:: Aim of the exercise ::
Nothing in the entries may change when they are transcribed.

*** Opening of Data records ***

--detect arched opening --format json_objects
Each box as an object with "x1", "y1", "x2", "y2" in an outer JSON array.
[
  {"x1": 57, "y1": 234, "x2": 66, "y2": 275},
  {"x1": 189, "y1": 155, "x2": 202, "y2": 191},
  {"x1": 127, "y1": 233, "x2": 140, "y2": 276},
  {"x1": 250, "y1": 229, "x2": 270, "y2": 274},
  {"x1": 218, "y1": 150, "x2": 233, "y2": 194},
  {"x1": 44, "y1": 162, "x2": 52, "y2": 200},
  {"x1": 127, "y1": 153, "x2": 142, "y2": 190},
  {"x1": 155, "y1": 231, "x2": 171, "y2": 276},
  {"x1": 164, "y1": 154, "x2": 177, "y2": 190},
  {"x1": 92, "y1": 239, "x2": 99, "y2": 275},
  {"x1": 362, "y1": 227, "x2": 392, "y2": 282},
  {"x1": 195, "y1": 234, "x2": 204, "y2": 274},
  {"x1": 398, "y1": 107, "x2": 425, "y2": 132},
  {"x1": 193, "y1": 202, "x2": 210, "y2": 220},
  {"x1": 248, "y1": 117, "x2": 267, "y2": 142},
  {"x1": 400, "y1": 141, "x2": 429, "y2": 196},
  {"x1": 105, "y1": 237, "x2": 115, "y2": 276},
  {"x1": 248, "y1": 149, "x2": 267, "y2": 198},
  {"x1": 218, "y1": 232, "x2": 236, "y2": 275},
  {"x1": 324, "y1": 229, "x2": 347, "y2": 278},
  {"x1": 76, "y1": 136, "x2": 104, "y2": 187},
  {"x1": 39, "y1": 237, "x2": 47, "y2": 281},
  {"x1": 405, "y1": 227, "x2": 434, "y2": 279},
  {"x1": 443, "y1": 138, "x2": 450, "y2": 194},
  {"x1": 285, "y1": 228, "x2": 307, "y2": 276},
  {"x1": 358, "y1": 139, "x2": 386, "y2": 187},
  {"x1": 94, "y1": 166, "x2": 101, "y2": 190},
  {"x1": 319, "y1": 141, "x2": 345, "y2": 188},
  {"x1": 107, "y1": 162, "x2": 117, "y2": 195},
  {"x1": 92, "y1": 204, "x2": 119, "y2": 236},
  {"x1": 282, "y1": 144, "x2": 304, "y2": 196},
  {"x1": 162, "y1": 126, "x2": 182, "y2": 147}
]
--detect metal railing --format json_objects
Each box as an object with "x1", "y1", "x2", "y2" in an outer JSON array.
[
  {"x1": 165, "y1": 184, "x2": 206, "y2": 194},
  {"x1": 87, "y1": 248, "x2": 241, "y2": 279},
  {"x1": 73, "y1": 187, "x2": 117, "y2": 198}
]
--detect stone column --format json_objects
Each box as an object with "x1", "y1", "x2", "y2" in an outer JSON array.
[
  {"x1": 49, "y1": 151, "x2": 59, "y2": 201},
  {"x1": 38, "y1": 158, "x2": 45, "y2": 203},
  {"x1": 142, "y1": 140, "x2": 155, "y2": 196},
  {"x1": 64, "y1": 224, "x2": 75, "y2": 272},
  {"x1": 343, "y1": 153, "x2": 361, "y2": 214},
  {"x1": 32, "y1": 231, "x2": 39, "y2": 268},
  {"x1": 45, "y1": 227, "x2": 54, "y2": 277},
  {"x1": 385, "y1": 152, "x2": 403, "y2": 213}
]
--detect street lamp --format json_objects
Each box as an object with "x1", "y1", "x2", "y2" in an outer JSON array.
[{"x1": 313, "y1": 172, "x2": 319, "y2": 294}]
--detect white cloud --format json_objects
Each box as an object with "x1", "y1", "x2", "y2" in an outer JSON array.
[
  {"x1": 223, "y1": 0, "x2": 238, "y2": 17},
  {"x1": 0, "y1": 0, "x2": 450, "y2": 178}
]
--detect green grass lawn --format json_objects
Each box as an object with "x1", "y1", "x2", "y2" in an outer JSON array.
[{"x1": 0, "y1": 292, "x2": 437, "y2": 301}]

*** Close of Data records ***

:: Solved exercise ::
--detect arched opening --format json_objects
Each box as an object with "x1", "y1", "x2", "y2" in an outer JSON array.
[
  {"x1": 57, "y1": 234, "x2": 66, "y2": 275},
  {"x1": 189, "y1": 155, "x2": 202, "y2": 191},
  {"x1": 127, "y1": 233, "x2": 140, "y2": 276},
  {"x1": 250, "y1": 229, "x2": 270, "y2": 274},
  {"x1": 218, "y1": 150, "x2": 233, "y2": 194},
  {"x1": 44, "y1": 162, "x2": 52, "y2": 200},
  {"x1": 127, "y1": 153, "x2": 142, "y2": 190},
  {"x1": 155, "y1": 231, "x2": 171, "y2": 276},
  {"x1": 164, "y1": 154, "x2": 177, "y2": 190},
  {"x1": 92, "y1": 239, "x2": 99, "y2": 275},
  {"x1": 362, "y1": 227, "x2": 392, "y2": 282},
  {"x1": 195, "y1": 234, "x2": 204, "y2": 274},
  {"x1": 398, "y1": 107, "x2": 425, "y2": 132},
  {"x1": 193, "y1": 202, "x2": 210, "y2": 220},
  {"x1": 248, "y1": 117, "x2": 267, "y2": 142},
  {"x1": 400, "y1": 141, "x2": 429, "y2": 196},
  {"x1": 105, "y1": 237, "x2": 115, "y2": 276},
  {"x1": 248, "y1": 149, "x2": 267, "y2": 198},
  {"x1": 218, "y1": 232, "x2": 236, "y2": 275},
  {"x1": 324, "y1": 229, "x2": 347, "y2": 278},
  {"x1": 76, "y1": 136, "x2": 104, "y2": 187},
  {"x1": 39, "y1": 237, "x2": 47, "y2": 281},
  {"x1": 405, "y1": 227, "x2": 434, "y2": 279},
  {"x1": 443, "y1": 138, "x2": 450, "y2": 194},
  {"x1": 285, "y1": 228, "x2": 307, "y2": 276},
  {"x1": 358, "y1": 139, "x2": 386, "y2": 187},
  {"x1": 94, "y1": 166, "x2": 101, "y2": 190},
  {"x1": 319, "y1": 141, "x2": 345, "y2": 188},
  {"x1": 107, "y1": 162, "x2": 117, "y2": 195},
  {"x1": 92, "y1": 204, "x2": 119, "y2": 236},
  {"x1": 282, "y1": 144, "x2": 304, "y2": 196},
  {"x1": 162, "y1": 126, "x2": 182, "y2": 147}
]
--detect metal railing --format json_objects
Each box as an object with "x1", "y1", "x2", "y2" in an outer JSON array.
[
  {"x1": 165, "y1": 184, "x2": 206, "y2": 194},
  {"x1": 87, "y1": 248, "x2": 241, "y2": 279},
  {"x1": 73, "y1": 187, "x2": 117, "y2": 198}
]
--detect stone column --format json_objects
Each box as an object with "x1", "y1", "x2", "y2" in an outer JSON array.
[
  {"x1": 49, "y1": 151, "x2": 59, "y2": 201},
  {"x1": 38, "y1": 158, "x2": 45, "y2": 203},
  {"x1": 142, "y1": 140, "x2": 155, "y2": 196},
  {"x1": 64, "y1": 224, "x2": 75, "y2": 272},
  {"x1": 343, "y1": 153, "x2": 361, "y2": 214},
  {"x1": 32, "y1": 231, "x2": 39, "y2": 268},
  {"x1": 45, "y1": 227, "x2": 54, "y2": 277},
  {"x1": 385, "y1": 152, "x2": 403, "y2": 213}
]
--detect street lamp --format json_objects
Each box as an object with "x1", "y1", "x2", "y2" in an outer JSON array.
[{"x1": 313, "y1": 172, "x2": 319, "y2": 294}]
--detect white cloud --format json_objects
Each box as an object with "x1", "y1", "x2", "y2" in an outer JSON array.
[
  {"x1": 223, "y1": 0, "x2": 238, "y2": 17},
  {"x1": 0, "y1": 0, "x2": 450, "y2": 178}
]
--detect green grass lawn --format json_objects
Each box as an object with "x1", "y1", "x2", "y2" in an outer JSON array.
[{"x1": 0, "y1": 292, "x2": 437, "y2": 301}]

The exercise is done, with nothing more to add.